WHAT TO PRODUCE
Transcribe the material word for word, but without the images.

_ _ _ _

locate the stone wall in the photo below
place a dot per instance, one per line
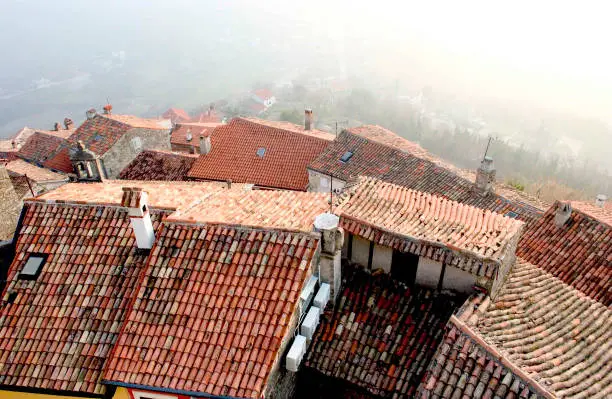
(322, 183)
(124, 151)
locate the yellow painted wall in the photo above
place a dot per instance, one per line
(26, 395)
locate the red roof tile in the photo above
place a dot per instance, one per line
(180, 132)
(285, 150)
(579, 253)
(158, 165)
(210, 315)
(177, 115)
(554, 340)
(35, 173)
(59, 329)
(387, 213)
(381, 335)
(40, 147)
(395, 164)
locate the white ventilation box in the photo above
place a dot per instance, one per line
(296, 353)
(309, 325)
(322, 296)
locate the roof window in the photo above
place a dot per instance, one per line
(346, 156)
(33, 266)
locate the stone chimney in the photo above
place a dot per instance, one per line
(485, 176)
(136, 202)
(205, 145)
(332, 238)
(307, 119)
(563, 213)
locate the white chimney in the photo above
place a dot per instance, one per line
(563, 213)
(136, 202)
(600, 200)
(332, 238)
(205, 145)
(485, 176)
(307, 119)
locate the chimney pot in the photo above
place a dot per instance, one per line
(563, 213)
(600, 200)
(205, 144)
(307, 119)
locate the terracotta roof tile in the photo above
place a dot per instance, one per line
(579, 253)
(35, 173)
(162, 195)
(158, 165)
(381, 335)
(385, 212)
(397, 164)
(176, 315)
(287, 210)
(180, 131)
(556, 336)
(285, 151)
(59, 329)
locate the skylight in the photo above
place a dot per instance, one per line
(346, 156)
(33, 266)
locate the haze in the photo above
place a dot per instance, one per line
(542, 61)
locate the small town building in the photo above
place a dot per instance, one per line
(186, 136)
(377, 152)
(114, 139)
(268, 154)
(159, 165)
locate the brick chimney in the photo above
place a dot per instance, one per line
(600, 200)
(205, 144)
(485, 176)
(563, 213)
(332, 238)
(307, 119)
(136, 202)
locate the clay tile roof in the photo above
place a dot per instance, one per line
(158, 165)
(579, 253)
(60, 327)
(380, 153)
(179, 133)
(288, 210)
(551, 332)
(213, 310)
(372, 207)
(162, 195)
(35, 173)
(176, 115)
(284, 149)
(40, 147)
(381, 335)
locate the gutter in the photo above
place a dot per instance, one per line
(168, 390)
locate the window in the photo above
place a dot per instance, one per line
(136, 143)
(33, 266)
(346, 156)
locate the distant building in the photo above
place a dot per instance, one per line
(115, 140)
(268, 154)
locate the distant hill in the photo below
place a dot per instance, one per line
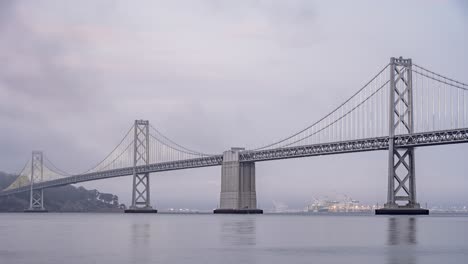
(60, 199)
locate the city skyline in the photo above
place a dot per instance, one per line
(65, 81)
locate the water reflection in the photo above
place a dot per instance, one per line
(402, 240)
(140, 237)
(238, 231)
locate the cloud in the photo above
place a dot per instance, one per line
(209, 74)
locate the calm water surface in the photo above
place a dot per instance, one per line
(162, 238)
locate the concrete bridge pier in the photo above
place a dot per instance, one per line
(238, 195)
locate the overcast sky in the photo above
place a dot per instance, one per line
(215, 74)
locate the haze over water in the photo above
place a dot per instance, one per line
(163, 238)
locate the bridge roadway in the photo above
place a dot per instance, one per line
(433, 138)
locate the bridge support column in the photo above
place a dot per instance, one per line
(401, 197)
(36, 198)
(238, 195)
(141, 183)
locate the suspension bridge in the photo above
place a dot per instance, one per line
(402, 107)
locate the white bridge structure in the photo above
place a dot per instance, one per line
(403, 107)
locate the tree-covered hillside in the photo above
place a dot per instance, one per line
(60, 199)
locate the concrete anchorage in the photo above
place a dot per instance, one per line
(401, 198)
(141, 183)
(36, 199)
(238, 195)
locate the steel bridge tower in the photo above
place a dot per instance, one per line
(401, 197)
(36, 198)
(141, 182)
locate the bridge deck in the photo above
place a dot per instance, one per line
(371, 144)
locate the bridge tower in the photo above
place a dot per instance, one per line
(36, 198)
(238, 195)
(401, 197)
(141, 182)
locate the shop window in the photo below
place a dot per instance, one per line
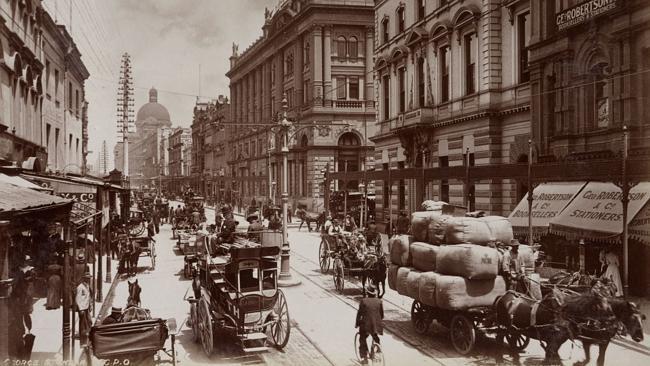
(523, 35)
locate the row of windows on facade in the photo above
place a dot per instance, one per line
(400, 15)
(74, 104)
(55, 151)
(470, 55)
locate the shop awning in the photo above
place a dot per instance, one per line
(596, 214)
(639, 228)
(549, 200)
(21, 182)
(14, 199)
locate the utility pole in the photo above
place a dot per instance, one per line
(125, 111)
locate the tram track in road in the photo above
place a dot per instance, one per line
(352, 303)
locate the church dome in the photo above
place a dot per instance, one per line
(153, 109)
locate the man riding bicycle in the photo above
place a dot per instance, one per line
(369, 321)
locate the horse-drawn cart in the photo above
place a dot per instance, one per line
(236, 293)
(135, 342)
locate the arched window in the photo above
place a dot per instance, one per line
(341, 47)
(384, 30)
(401, 20)
(353, 50)
(349, 139)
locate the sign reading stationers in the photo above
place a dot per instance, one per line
(584, 11)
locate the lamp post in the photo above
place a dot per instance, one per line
(285, 279)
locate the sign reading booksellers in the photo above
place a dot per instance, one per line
(584, 11)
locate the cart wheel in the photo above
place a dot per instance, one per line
(517, 341)
(463, 334)
(281, 329)
(205, 328)
(420, 317)
(194, 322)
(339, 275)
(324, 256)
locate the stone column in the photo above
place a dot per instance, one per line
(327, 64)
(317, 68)
(369, 66)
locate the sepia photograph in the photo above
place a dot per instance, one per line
(324, 182)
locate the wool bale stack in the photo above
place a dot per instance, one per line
(446, 263)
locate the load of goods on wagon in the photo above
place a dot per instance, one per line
(451, 266)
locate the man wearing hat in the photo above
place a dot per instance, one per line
(114, 317)
(369, 320)
(82, 300)
(254, 227)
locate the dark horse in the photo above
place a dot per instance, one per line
(375, 270)
(627, 322)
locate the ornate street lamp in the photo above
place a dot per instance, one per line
(285, 279)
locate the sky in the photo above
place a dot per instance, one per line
(168, 40)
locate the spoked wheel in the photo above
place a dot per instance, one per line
(281, 329)
(420, 317)
(517, 341)
(463, 334)
(339, 275)
(324, 256)
(194, 322)
(377, 356)
(205, 328)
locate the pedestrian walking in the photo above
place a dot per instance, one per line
(156, 220)
(369, 321)
(54, 285)
(82, 301)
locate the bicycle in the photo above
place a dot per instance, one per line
(375, 353)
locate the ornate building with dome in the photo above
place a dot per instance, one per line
(152, 124)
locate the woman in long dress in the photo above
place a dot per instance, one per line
(613, 273)
(53, 287)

_ _ _ _

COMPLETE ANSWER
locate the stone wall in the photo below
place a dot per instance, one per line
(322, 183)
(124, 151)
locate the yellow painted wall in the photo above
place a dot per instance, one per line
(26, 395)
locate the red roof tile in the photo above
place a dot per instance, one per line
(180, 132)
(285, 150)
(579, 253)
(158, 165)
(210, 315)
(177, 115)
(554, 340)
(35, 173)
(59, 329)
(387, 213)
(381, 335)
(40, 147)
(395, 164)
locate the white ventilation box in the photo above
place a dot per instance, one per line
(296, 353)
(309, 325)
(322, 296)
locate the roof window in the photo above
place a dot per instance, one per line
(346, 156)
(33, 266)
locate the stone chimney in the photo above
place a dot per instance, one per line
(485, 176)
(136, 202)
(205, 145)
(332, 238)
(307, 119)
(563, 213)
locate the white chimney in the photo above
place a dot per instance, one per line
(563, 213)
(136, 202)
(600, 200)
(332, 238)
(205, 145)
(485, 176)
(307, 119)
locate the chimney pot in the photo above
place a dot per instance, one per line
(563, 213)
(600, 200)
(205, 144)
(307, 119)
locate the terracotta roof tile in the photo above
place a dot per instance, one per line
(579, 253)
(35, 173)
(162, 195)
(158, 165)
(381, 335)
(385, 212)
(397, 164)
(176, 315)
(287, 210)
(180, 131)
(556, 336)
(285, 151)
(59, 329)
locate the skylight in the photo above
place a dot per instance, one per line
(346, 156)
(33, 266)
locate the haze in the photo above
place a dot per instance, one per line
(542, 61)
locate the small town building in the photo above
place a dot per instance, one per line
(186, 136)
(377, 152)
(114, 139)
(268, 154)
(159, 165)
locate the brick chimney in the photo above
place a dot per instance, one per line
(600, 200)
(205, 144)
(485, 176)
(563, 213)
(332, 238)
(307, 119)
(136, 202)
locate the clay tile roof in the photo above
place a dot per instance, one per line
(158, 165)
(579, 253)
(60, 327)
(380, 153)
(179, 133)
(288, 210)
(551, 332)
(213, 310)
(372, 207)
(162, 195)
(35, 173)
(176, 115)
(284, 149)
(40, 147)
(381, 335)
locate the gutter in the photo above
place a dot per instance, one per line
(168, 390)
locate the window in the photo above
place a dot per instance, one per line
(136, 143)
(33, 266)
(346, 156)
locate the distant building in the photo above
place a dot per instance, one per line
(115, 140)
(268, 154)
locate the distant hill in the photo below
place a dot per instance, one per line
(60, 199)
locate the city skyline in the photo above
place a dot per instance, one per line
(65, 81)
locate the water reflection in the photo above
place a dot per instance, one per line
(402, 240)
(140, 237)
(238, 231)
locate the cloud in the photo above
place a dot per instance, one per line
(209, 74)
locate the calm water surface in the photo above
place a dot per instance, one per line
(162, 238)
locate the concrete bridge pier in the photo above
place a dot per instance, one per line
(238, 195)
locate the overcast sky in the photo above
place a dot per instance, one per line
(215, 74)
locate the haze over water in the photo above
place a dot per instance, one per line
(163, 238)
locate the bridge roadway in the photo above
place a dot per instance, one per line
(433, 138)
locate the bridge support column in the photo above
place a dot per instance, one per line
(401, 197)
(36, 198)
(238, 195)
(141, 183)
locate the suspension bridge in the photo above
place a dot per instance, one per line
(402, 107)
locate the white bridge structure in the photo above
place a dot per instance, one per line
(403, 107)
locate the tree-covered hillside in the photo above
place a dot per instance, one per line
(60, 199)
locate the concrete anchorage in the photo above
place a dot per instance, one per line
(401, 198)
(141, 183)
(36, 199)
(238, 195)
locate the steel bridge tower in the photo above
place a dot per instance, one per line
(401, 197)
(36, 198)
(141, 182)
locate the bridge deck in the photo above
place a dot per instance, one per line
(371, 144)
locate the bridge tower in the photo above
place a dot per instance, one per line
(36, 198)
(238, 195)
(401, 197)
(141, 182)
locate the shop window in the photo below
place a dot per instance, one per line
(523, 35)
locate the row of windows on facade in the photo above
place a dot per instance, one per line
(400, 15)
(74, 104)
(55, 151)
(470, 55)
locate the shop awning in the photo above
place a dot per instance, one per line
(596, 214)
(639, 228)
(549, 200)
(21, 182)
(14, 199)
locate the utility pole in the photo above
place a dot per instance, one per line
(125, 111)
locate the tram track in road in the photo above
place a dot per instance, one per line
(352, 303)
locate the church dome in the photo above
place a dot per instance, one per line
(153, 109)
locate the man riding bicycle in the photo above
place a dot per instance, one per line
(369, 321)
locate the horse-drawn cart in the photo above
place a dot per instance, one per line
(236, 293)
(135, 342)
locate the arched window in the photo above
place a dot per instance, one per line
(341, 47)
(384, 30)
(401, 20)
(353, 50)
(349, 139)
locate the sign reading stationers in the photo above
place a dot per instance, one per line
(584, 11)
locate the lamp post in the photo above
place a dot per instance, one per line
(285, 279)
locate the sign reading booksellers in the photo above
place a dot per instance, one per line
(584, 11)
locate the cart wheel in the photo above
place a dot per instance, one per line
(517, 341)
(463, 334)
(281, 329)
(205, 328)
(420, 317)
(194, 322)
(339, 275)
(324, 256)
locate the stone column in the photo above
place a dot per instance, one per line
(327, 64)
(317, 68)
(369, 66)
locate the sepia photograph in the photo above
place a dot per instance, one per line
(324, 182)
locate the wool bale stack in the photo above
place a dot per instance, one per line
(446, 263)
locate the load of goods on wagon in the photo above
place a dot per instance, one per line
(451, 266)
locate the man wearing hat in the photo above
place a dot per instance, one per line
(114, 317)
(369, 320)
(82, 300)
(254, 227)
locate the dark horse in the photo above
place a dot per instance, one per line
(375, 270)
(627, 322)
locate the ornate street lamp in the photo above
place a dot per instance, one per line
(285, 279)
locate the sky in the photo above
place a dot per instance, one per line
(168, 40)
locate the spoked wheel in the photo above
place a dot per instance, one per line
(281, 329)
(420, 317)
(517, 341)
(463, 334)
(339, 275)
(324, 256)
(194, 322)
(377, 356)
(205, 328)
locate the pedestrian walking in the photo above
place a dot per instance, one per line
(156, 220)
(369, 321)
(54, 285)
(82, 301)
locate the bicycle in the photo above
place a dot per instance, one per line
(375, 353)
locate the ornate building with dome in the photo above
place a dot per instance, one per line
(152, 124)
locate the woman in long dress in the photo above
place a dot per instance, one per line
(613, 273)
(53, 287)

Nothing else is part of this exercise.